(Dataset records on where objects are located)
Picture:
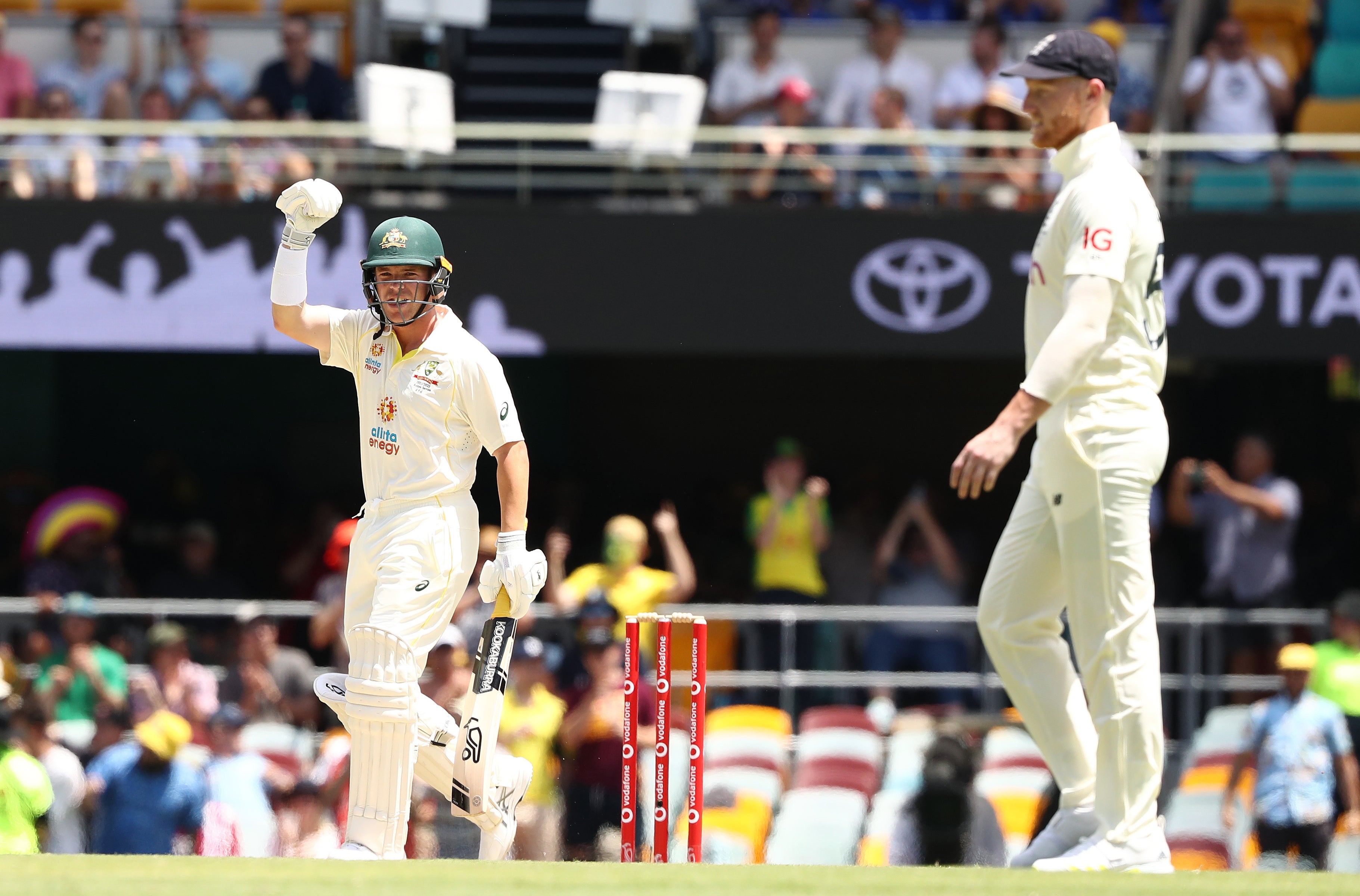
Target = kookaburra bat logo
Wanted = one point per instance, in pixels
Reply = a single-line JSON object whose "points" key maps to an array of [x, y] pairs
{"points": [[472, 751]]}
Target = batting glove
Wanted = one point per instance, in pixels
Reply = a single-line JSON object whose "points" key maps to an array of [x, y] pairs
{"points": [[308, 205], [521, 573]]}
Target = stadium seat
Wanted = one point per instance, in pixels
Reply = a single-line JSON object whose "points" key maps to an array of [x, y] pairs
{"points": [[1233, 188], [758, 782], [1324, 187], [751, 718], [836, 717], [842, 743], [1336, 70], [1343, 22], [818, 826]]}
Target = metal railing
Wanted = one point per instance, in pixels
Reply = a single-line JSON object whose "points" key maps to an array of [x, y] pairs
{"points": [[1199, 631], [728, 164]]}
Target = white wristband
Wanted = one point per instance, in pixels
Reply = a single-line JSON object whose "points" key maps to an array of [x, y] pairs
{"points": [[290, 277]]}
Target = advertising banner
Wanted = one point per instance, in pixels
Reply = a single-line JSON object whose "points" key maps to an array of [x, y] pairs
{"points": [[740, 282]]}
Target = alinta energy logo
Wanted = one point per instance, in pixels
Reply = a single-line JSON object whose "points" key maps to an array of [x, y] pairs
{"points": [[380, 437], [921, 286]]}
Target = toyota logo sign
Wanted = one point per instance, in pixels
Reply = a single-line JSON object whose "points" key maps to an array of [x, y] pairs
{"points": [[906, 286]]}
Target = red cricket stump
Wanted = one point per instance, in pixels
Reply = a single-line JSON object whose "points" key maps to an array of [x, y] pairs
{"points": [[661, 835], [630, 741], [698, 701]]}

**Task instructions:** Recast the records as a Markdown table with the columns "Row" and "Line text", starting at the line that contains "Target = alinta energy logo" and running through the end of the records. Give each line its own numbered row, and leave out any blank lines.

**Response below:**
| Row | Line text |
|---|---|
| 1 | Target = alinta energy logo |
| 2 | Wanted = one point per instance, in pixels |
| 3 | Reply = a single-line JSON object whose "points" key maps to an array of [x, y] pairs |
| 4 | {"points": [[380, 437], [921, 286]]} |
| 5 | Target = toyota logo sign |
| 6 | Wanted = one point per instance, in pixels |
| 7 | Reply = a single-line JSON object whose "points" key maps to an array of [x, y] pairs |
| 8 | {"points": [[906, 286]]} |
| 9 | Target = red cricket stump |
| 10 | Wanted = one point per instance, in pixels |
| 11 | Reply = a single-line JSON object whose "points" key maps to an array of [x, y] pairs |
| 12 | {"points": [[661, 835], [630, 741], [698, 701]]} |